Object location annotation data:

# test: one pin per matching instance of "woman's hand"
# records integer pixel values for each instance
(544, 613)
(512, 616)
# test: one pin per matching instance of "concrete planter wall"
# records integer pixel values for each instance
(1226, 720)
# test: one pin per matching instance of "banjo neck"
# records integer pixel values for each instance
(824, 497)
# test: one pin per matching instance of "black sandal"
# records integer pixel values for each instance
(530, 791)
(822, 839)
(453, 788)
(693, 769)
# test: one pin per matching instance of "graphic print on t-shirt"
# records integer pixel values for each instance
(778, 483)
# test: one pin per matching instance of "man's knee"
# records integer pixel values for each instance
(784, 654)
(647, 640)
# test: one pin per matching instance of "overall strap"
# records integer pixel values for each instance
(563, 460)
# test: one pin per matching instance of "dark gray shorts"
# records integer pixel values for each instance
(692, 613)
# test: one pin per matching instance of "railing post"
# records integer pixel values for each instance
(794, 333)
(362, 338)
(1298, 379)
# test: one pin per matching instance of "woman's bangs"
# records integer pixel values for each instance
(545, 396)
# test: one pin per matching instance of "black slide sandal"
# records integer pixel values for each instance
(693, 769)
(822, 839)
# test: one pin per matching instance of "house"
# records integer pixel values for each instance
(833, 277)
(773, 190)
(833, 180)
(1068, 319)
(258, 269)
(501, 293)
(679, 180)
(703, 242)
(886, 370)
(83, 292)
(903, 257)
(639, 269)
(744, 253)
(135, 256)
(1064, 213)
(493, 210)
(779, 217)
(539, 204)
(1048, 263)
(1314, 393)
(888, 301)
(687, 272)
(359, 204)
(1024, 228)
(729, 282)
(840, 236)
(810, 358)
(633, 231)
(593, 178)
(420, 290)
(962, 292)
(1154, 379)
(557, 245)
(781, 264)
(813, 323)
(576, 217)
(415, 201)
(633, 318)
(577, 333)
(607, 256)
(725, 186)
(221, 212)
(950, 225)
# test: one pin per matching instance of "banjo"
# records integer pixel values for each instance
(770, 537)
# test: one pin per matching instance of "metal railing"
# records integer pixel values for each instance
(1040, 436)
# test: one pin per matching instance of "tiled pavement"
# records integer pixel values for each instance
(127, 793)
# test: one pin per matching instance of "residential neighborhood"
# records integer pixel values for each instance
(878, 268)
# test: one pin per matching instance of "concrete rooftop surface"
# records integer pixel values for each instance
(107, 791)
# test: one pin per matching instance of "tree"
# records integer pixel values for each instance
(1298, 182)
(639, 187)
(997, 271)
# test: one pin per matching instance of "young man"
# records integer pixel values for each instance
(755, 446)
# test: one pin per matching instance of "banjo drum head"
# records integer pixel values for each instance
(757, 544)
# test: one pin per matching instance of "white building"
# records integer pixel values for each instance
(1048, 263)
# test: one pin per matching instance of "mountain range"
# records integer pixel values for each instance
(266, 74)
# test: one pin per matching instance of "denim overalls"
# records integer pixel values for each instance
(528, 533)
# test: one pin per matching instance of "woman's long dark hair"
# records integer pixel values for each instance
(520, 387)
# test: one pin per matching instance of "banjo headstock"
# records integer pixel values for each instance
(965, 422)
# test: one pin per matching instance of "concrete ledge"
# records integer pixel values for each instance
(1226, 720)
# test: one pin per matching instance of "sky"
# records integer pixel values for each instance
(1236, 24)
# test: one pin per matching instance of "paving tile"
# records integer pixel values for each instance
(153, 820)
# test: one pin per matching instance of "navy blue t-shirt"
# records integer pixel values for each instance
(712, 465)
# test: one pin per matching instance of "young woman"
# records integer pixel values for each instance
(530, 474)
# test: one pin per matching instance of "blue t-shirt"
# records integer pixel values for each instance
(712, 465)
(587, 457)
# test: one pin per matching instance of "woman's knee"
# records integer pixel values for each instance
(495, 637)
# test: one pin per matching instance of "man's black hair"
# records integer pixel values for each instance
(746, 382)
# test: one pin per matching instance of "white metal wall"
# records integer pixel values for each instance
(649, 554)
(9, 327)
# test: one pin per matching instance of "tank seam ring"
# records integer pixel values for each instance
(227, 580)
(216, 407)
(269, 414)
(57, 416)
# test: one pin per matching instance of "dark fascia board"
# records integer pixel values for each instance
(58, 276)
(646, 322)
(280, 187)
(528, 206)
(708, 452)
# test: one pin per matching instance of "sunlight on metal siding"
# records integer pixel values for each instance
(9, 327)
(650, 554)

◆ TASK STATEMENT:
Retype each record exactly, leaving nothing out.

◆ COMPLETED TASK:
# test: one pin per matching instance of "woman's hand"
# records integer pixel values for each instance
(544, 613)
(512, 616)
# test: one pin per matching instance of "concrete planter wall"
# records integer pixel values for each instance
(1226, 720)
# test: one pin per matching instance of "banjo neck"
# records integer pixel values for each instance
(824, 497)
# test: one pin per matching instance of "black sandal"
# records integer pixel values for each instance
(530, 791)
(822, 839)
(453, 788)
(693, 769)
# test: one pin per matching instance of "graphic print on t-shirt"
# records integer pixel values for each instance
(778, 483)
# test: one pin per matching instance of "man's knee"
# records integer pixel values for each instance
(784, 654)
(647, 640)
# test: one pin per matching instance of "overall strap"
# records integer pixel values for each instance
(563, 460)
# test: one pin per matching instance of "dark gray shorts"
# records integer pixel values for each instance
(692, 613)
# test: one pin per matching instance of "railing post"
# records integer pixel values for each instance
(794, 333)
(362, 338)
(1298, 379)
# test: one pin per matching instance of "woman's bangs"
# records integer pixel values for each instance
(545, 396)
# test: one pin per matching instance of "black slide sandal"
# records integer pixel values for each instance
(693, 769)
(822, 839)
# test: one pin per matching instance of "house"
# records integer pixel values for each instance
(833, 277)
(773, 190)
(833, 180)
(1068, 319)
(258, 269)
(501, 293)
(679, 180)
(703, 242)
(886, 370)
(83, 292)
(903, 257)
(639, 269)
(744, 253)
(135, 256)
(1064, 213)
(493, 210)
(779, 217)
(539, 204)
(1048, 263)
(1314, 393)
(888, 301)
(687, 272)
(359, 204)
(1024, 228)
(729, 282)
(840, 236)
(810, 358)
(633, 231)
(593, 178)
(420, 290)
(962, 292)
(1154, 379)
(557, 245)
(781, 264)
(813, 323)
(576, 217)
(415, 201)
(633, 318)
(577, 333)
(607, 256)
(725, 186)
(221, 212)
(950, 225)
# test: one pin per matching instance of "banjo"
# records integer pixel values for each instance
(770, 537)
# test: one pin per matching instance of "metal railing"
# records integer pixel values for each instance
(1040, 436)
# test: one pin per matching instance of "tiled pavement"
# records integer pixel values for each instance
(127, 793)
# test: one pin per matching instance of "residential neighborhood"
# records integer pixel values for each instance
(878, 268)
# test: one pin per matching instance of "concrete rooftop surface"
# records integer pixel values for each instance
(107, 791)
# test: one pin per matching instance of "tree"
# records integer pixel values for each instance
(1298, 182)
(639, 187)
(997, 271)
# test: one pin per matching instance of "young man"
# records integer pixel values for each instance
(755, 446)
# test: one pin per matching instance of "banjo drum head"
# records integer pixel values for each instance
(757, 544)
# test: one pin per matching instance of "white building"
# records integer pixel values for each instance
(1048, 263)
# test: one pin per matching instance of "mountain range"
# records integer pixel values for each instance
(266, 74)
# test: one pin per matching instance of "denim overalls"
# records integer pixel values for each instance
(528, 533)
# test: one pin per matching instance of "woman's long dark hair"
# records integer pixel values for each instance
(520, 387)
# test: one pin per matching instance of "banjo headstock"
# records integer pixel values for each instance
(965, 422)
# test: one pin per matching instance of "concrete ledge"
# records integer pixel values for each instance
(1226, 720)
# test: one pin per matching instance of "sky"
# records integer pixel values for each instance
(1236, 24)
# test: one pin per matching instance of "paving tile"
# records integer pixel values for each instance
(153, 820)
# test: one pin per matching instance of "navy blue t-shirt"
# records integer pixel values for each instance
(712, 465)
# test: one pin per matching instance of "young woman"
# records integer pixel values for each instance
(530, 474)
# test: one pin per matching instance of "blue t-shirt"
# records integer pixel values for each instance
(712, 465)
(587, 457)
# test: one pin per matching instance of "woman's knee"
# records integer pixel values for each instance
(495, 637)
# test: one pin per matching instance of "man's black hair"
# records integer pixel values for each instance
(746, 382)
# test: one pin per matching instance of "white metal wall"
# records integer pixel values for each instance
(649, 554)
(9, 327)
# test: one pin per matching instance of "tank seam ring"
# records integer pixel values for each instance
(227, 580)
(216, 407)
(269, 414)
(57, 416)
# test: one pin per matching instance of "dark fascia board"
# records integer pixel values for each instance
(58, 276)
(646, 322)
(280, 187)
(528, 206)
(708, 452)
# test: one pin per matching instance of "sunlight on metal siding"
# records integer pixel values for each instance
(9, 327)
(650, 554)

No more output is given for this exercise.